## WHAT NEEDS TO BE DONE
Without the pictures, return all of the material exactly as written.

## PROVIDED DATA
----
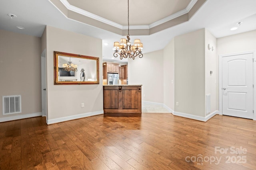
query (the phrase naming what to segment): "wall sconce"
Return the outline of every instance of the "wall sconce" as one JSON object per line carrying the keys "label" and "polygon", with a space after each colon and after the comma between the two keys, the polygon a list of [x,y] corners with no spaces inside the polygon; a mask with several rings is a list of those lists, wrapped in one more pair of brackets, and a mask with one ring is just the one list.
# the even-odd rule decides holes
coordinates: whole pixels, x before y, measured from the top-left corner
{"label": "wall sconce", "polygon": [[214,50],[214,47],[213,46],[212,46],[212,47],[211,47],[211,45],[210,45],[210,44],[208,44],[208,49],[209,50],[210,50],[211,49],[212,51],[213,51]]}

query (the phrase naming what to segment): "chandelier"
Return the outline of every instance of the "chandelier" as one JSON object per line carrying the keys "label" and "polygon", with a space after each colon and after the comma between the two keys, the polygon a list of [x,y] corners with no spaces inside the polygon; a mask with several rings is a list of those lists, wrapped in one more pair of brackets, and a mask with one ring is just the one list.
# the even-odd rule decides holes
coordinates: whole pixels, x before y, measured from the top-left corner
{"label": "chandelier", "polygon": [[70,57],[69,57],[69,61],[68,62],[68,64],[62,64],[63,70],[67,71],[77,71],[77,65],[74,65],[72,64],[72,62],[70,61]]}
{"label": "chandelier", "polygon": [[126,36],[127,39],[126,39],[125,38],[121,38],[120,43],[119,42],[114,43],[114,48],[115,50],[114,57],[117,57],[119,55],[121,60],[123,58],[126,58],[128,57],[130,58],[132,58],[134,60],[136,56],[138,56],[140,58],[142,58],[143,57],[141,51],[141,49],[143,48],[143,46],[142,43],[140,42],[140,40],[135,39],[133,45],[132,45],[130,42],[129,26],[129,0],[128,0],[128,34]]}

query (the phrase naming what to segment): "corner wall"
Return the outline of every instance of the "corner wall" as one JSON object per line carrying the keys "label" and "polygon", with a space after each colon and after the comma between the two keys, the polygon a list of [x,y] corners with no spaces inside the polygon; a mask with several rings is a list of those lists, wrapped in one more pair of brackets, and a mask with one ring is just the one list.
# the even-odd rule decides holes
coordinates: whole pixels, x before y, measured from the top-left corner
{"label": "corner wall", "polygon": [[128,60],[129,84],[142,84],[142,100],[164,103],[163,50]]}
{"label": "corner wall", "polygon": [[[42,115],[41,53],[40,38],[0,30],[0,122]],[[19,94],[22,112],[3,116],[2,96]]]}
{"label": "corner wall", "polygon": [[164,49],[164,104],[174,110],[174,40]]}
{"label": "corner wall", "polygon": [[174,38],[175,112],[205,117],[204,31]]}
{"label": "corner wall", "polygon": [[[218,58],[217,55],[217,39],[211,33],[205,29],[205,95],[210,94],[210,112],[212,113],[218,110],[217,103],[218,102],[218,98],[217,98],[218,90],[217,84],[217,80],[218,78],[218,72],[217,71]],[[208,49],[208,44],[210,45],[212,49]],[[210,74],[210,71],[212,71],[212,74]],[[205,103],[206,103],[206,99]],[[207,114],[206,113],[206,114]]]}
{"label": "corner wall", "polygon": [[[48,123],[103,113],[102,40],[47,26],[46,41]],[[99,57],[100,84],[54,85],[54,51]]]}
----
## FINAL RESULT
query (the phrase naming what to segment): "wall sconce"
Return the outline of every instance of the "wall sconce" as one JSON object per line carrying the keys "label" and "polygon", with a space after each colon and after the comma between the two keys, the polygon a list of [x,y] corners with no spaces inside the polygon; a mask with several rings is a list of those lists, wrapped in one more pair of brackets, and a mask with one ring is just the one list.
# the even-odd rule decides holes
coordinates: whole pixels, x before y, measured from the top-left corner
{"label": "wall sconce", "polygon": [[214,50],[214,47],[213,46],[212,46],[212,47],[211,47],[211,45],[210,45],[210,44],[208,44],[208,49],[209,50],[210,50],[211,49],[212,51],[213,51]]}

query (the phrase naming what to segment): "chandelier"
Return the outline of every instance of the "chandelier" as one JSON object per line carrying the keys "label" and "polygon", with a space after each colon and after the comma between the two keys, the polygon a list of [x,y] corners with no spaces inside the polygon; a mask with several rings is a list of those lists, wrapped in one more pair of brackets, and a mask with one ring is just the one list.
# the even-odd rule decides holes
coordinates: whole pixels, x before y, measured from the top-left corner
{"label": "chandelier", "polygon": [[70,57],[69,57],[69,61],[68,62],[68,64],[62,64],[63,70],[67,71],[77,71],[77,65],[74,65],[72,64],[72,62],[70,61]]}
{"label": "chandelier", "polygon": [[126,36],[127,39],[126,39],[125,38],[121,38],[120,43],[119,42],[114,43],[114,48],[115,50],[114,57],[117,57],[119,55],[121,60],[123,58],[126,58],[128,57],[130,58],[132,58],[134,60],[136,56],[138,56],[140,58],[142,58],[143,57],[141,51],[141,49],[143,48],[143,46],[142,43],[140,42],[140,40],[135,39],[133,45],[132,45],[130,42],[129,26],[129,0],[128,0],[128,34]]}

query (the phrase naming what to segment): "corner wall"
Return the outline of every instance of the "corner wall" as one JSON object per line carrying the keys "label" and "polygon", with a space after each colon and after the comma between the two keys, the polygon a list of [x,y] corners with no spaces inside the polygon; a mask with several rings is a list of those lists, wrapped in one more pair of brackets, and a mask with one ring is just the one list.
# the even-odd rule decides holes
coordinates: whole pixels, x before y, measured from the top-left corner
{"label": "corner wall", "polygon": [[128,60],[129,84],[142,84],[142,100],[164,103],[163,50]]}
{"label": "corner wall", "polygon": [[[42,115],[41,53],[40,38],[0,30],[0,122]],[[19,94],[22,112],[3,116],[2,96]]]}
{"label": "corner wall", "polygon": [[164,49],[164,104],[174,110],[174,40]]}
{"label": "corner wall", "polygon": [[174,38],[175,112],[205,117],[204,31]]}
{"label": "corner wall", "polygon": [[[218,58],[217,55],[217,39],[211,33],[205,29],[205,95],[210,94],[210,112],[212,113],[218,110],[217,103],[218,102],[218,98],[217,98],[218,90],[217,84],[217,80],[218,78],[218,72],[217,71]],[[208,49],[208,44],[210,45],[212,49]],[[210,74],[210,71],[212,71],[212,74]],[[205,103],[206,103],[206,99]],[[207,114],[206,113],[206,114]]]}
{"label": "corner wall", "polygon": [[[48,123],[103,113],[102,40],[47,26],[46,41]],[[99,57],[100,84],[54,85],[54,51]]]}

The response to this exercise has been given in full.